The Need for Retail Innovation
For a number of years, there has been a perpetually negative narrative surrounding the world of retail.
Media reports pronouncing the imminent death of the industry were fuelled by a number of high-profile business failures and reinforced by retailers and their industry bodies who turned to supply-side issues, rather than growth, as their strategy for success.
There was a feeling that established retailers were helpless in the face of online giants such as Amazon and Alibaba, and although there was plenty of advice in the form of research papers, whitepapers and conferences about what retailers should do to adapt, few seemed to be doing anything about it.
The negative narrative was damaging. It discouraged talented young people from choosing retail as a career and stymied investment in good businesses.
Retail was never dead
However, the facts belied the negative narrative. Retail wasn’t dying - it was actually growing - and for every high-profile business failure, there was a retail success story elsewhere.
In every case, the winners were the businesses that had been more adaptable and/or innovative. The perpetual winners like Amazon, Walmart, Nike and Starbucks had innovation woven into the operating fabric of their business.

> **Recorded data**

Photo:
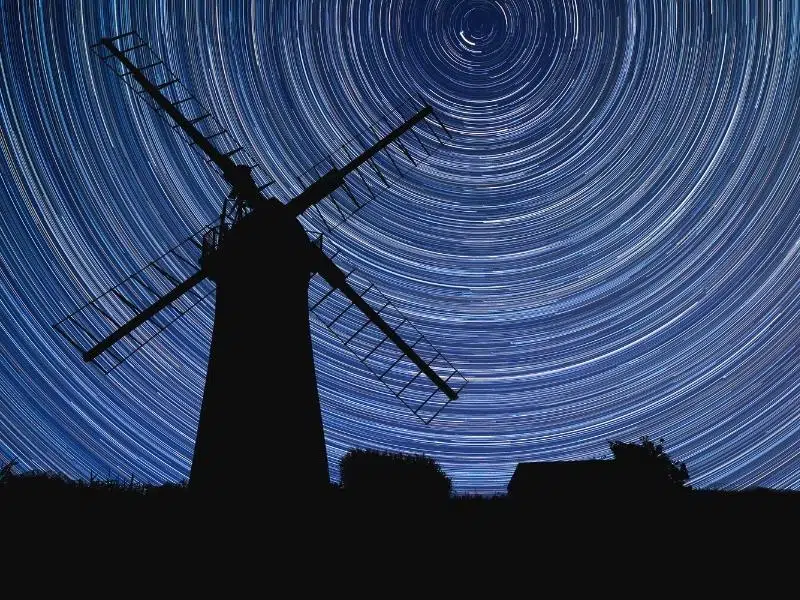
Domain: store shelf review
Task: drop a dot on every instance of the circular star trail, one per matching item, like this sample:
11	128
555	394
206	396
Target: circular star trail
608	248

> **Work request 1**
In the text on retail innovation, which businesses were the winners in every case?
> **Work request 2**
Transcribe the text on retail innovation word for word, from "There was a feeling" up to and including "of their business.".
The lines have nothing to do with what you are asked to do here.

> **Expected answer 1**
The businesses that had been more adaptable and/or innovative.

> **Expected answer 2**
There was a feeling that established retailers were helpless in the face of online giants such as Amazon and Alibaba, and although there was plenty of advice in the form of research papers, whitepapers and conferences about what retailers should do to adapt, few seemed to be doing anything about it.
The negative narrative was damaging. It discouraged talented young people from choosing retail as a career and stymied investment in good businesses.
Retail was never dead
However, the facts belied the negative narrative. Retail wasn’t dying - it was actually growing - and for every high-profile business failure, there was a retail success story elsewhere.
In every case, the winners were the businesses that had been more adaptable and/or innovative. The perpetual winners like Amazon, Walmart, Nike and Starbucks had innovation woven into the operating fabric of their business.